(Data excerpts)
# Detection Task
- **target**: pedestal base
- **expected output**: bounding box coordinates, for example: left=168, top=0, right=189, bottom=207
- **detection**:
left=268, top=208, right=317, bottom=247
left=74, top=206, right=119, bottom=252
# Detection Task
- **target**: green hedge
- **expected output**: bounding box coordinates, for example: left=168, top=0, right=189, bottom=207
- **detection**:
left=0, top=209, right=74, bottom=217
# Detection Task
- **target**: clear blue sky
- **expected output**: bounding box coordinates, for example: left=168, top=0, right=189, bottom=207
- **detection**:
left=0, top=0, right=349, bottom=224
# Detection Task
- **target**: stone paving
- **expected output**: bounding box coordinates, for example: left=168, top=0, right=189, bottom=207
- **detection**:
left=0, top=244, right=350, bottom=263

==

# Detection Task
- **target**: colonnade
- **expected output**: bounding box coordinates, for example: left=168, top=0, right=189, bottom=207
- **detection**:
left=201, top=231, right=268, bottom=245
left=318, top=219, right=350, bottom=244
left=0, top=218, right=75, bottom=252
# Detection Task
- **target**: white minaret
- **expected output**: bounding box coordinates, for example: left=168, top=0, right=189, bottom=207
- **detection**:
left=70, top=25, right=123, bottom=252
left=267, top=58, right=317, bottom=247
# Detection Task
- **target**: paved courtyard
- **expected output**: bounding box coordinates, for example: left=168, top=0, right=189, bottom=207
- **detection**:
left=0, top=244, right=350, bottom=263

#### [TASK GOAL]
Tally, across the records, each line that contains the word "target", and answer with nothing except the count.

#### [OUTPUT OF THE EXERCISE]
7